Oireachtas Joint and Select Committees

Thursday, 26 April 2018

Joint Oireachtas Committee on Foreign Affairs and Trade, and Defence

Foreign Affairs Council: Defence and Related Matters

10:00 am

Photo of Maureen O'SullivanMaureen O'Sullivan (Dublin Central, Independent) | Oireachtas source

I apologise that I could not be here before this point. If the Minister of State has already covered something I ask, I can check it in the Official Report. I have a number of points. Our review of Irish Aid, which we discussed last night and will debate today, is looking at the aid and development aid agenda and the tremendous reputation Ireland has as a humanitarian country. It is all about our aid, where it is targeted, the way in which it is untied and the way in which we are so well respected. I still believe that being part of PESCO is undermining that. We are playing with our neutrality.

We are now taking part in an EU military training mission. How much of that will be about our peacekeeping operations? How much will be about what we have been about and not getting caught up in something that has never been part of our agenda? I feel there is a real danger of us being involved in unjust conflicts and I have serious concerns around that.

We discussed our Navy in the Mediterranean during a Topical Issue debate this week. I was delighted to hear what the Minister of State said and I accept that our Navy is not bringing any refugees it finds in boats back to Libya. Our Navy will have to stand by and look at inappropriate behaviour by the Libyan coastguard which is bringing everyone it finds back to Libya and back to detention centres that an EU delegation has suggested should be closed down as soon as possible. There are boats with refugees on them and when they see the Libyan coastguard, an NGO boat or one of the Navy boats, there is a race to get to our Navy or to an NGO boat before the Libyan coastguard can get them. Our Navy will be standing by helpless in situations it is not part of. They are supposed to be involved in the training of the Libyan coastguard yet the eyewitness accounts coming from reputable people who have been there - I spoke to a medic who is just back from working on a ship and working in the detention centres - is that the behaviour of the Libyan coastguard is at times aggressive and brutal. We are putting our Navy in a terrible situation by being part of Operation Sophia.

I am sure someone has raised my last issue. Will we be supporting the UN Secretary General's call for an independent inquiry into what has been happening in Israel-Palestine and the number of Palestinian civilians who were shot by the Israeli army?
┄┄┄┄┄┄┄┄┄┄┄┄┄┄┄┄┄┄┄┄
_WORK ITEM_.
Return the section of the committee transcript starting at "Foreign Affairs Council: Defence" and ending at "with our neutrality.", copied word for word. Draw only on the committee transcript when you work.

_Source records_.
┄┄┄┄┄┄┄┄┄┄┄┄┄┄┄┄┄┄┄┄
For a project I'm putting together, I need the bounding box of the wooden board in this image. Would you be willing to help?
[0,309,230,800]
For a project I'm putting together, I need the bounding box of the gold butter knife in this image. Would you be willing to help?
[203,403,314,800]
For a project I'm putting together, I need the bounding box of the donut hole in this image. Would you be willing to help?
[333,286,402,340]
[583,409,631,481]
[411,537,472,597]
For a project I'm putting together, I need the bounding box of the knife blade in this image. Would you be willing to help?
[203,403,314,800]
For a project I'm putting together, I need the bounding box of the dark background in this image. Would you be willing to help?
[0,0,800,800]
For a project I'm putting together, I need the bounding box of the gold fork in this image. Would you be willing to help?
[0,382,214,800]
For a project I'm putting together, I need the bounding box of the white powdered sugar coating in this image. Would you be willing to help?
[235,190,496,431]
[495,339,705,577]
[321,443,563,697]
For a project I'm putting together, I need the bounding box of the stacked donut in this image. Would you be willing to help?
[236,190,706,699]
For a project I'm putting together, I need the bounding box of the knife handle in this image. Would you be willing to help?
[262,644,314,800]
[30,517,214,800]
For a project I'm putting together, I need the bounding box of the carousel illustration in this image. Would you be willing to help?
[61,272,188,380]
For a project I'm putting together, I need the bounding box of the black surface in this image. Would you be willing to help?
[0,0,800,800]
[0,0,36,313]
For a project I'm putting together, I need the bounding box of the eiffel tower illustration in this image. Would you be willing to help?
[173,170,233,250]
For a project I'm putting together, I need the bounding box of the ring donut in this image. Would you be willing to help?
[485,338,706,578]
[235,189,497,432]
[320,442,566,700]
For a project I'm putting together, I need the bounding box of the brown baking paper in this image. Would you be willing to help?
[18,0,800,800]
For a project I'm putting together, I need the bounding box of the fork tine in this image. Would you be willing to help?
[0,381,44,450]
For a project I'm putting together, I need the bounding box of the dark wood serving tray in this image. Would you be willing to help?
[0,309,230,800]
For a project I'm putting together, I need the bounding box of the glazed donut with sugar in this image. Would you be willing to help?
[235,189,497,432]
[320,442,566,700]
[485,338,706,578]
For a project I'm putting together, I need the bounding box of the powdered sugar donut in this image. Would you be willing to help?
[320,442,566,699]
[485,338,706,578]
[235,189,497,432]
┄┄┄┄┄┄┄┄┄┄┄┄┄┄┄┄┄┄┄┄
_SOLVED PROBLEM_.
Foreign Affairs Council: Defence and Related Matters

10:00 am

Photo of Maureen O'SullivanMaureen O'Sullivan (Dublin Central, Independent) | Oireachtas source

I apologise that I could not be here before this point. If the Minister of State has already covered something I ask, I can check it in the Official Report. I have a number of points. Our review of Irish Aid, which we discussed last night and will debate today, is looking at the aid and development aid agenda and the tremendous reputation Ireland has as a humanitarian country. It is all about our aid, where it is targeted, the way in which it is untied and the way in which we are so well respected. I still believe that being part of PESCO is undermining that. We are playing with our neutrality.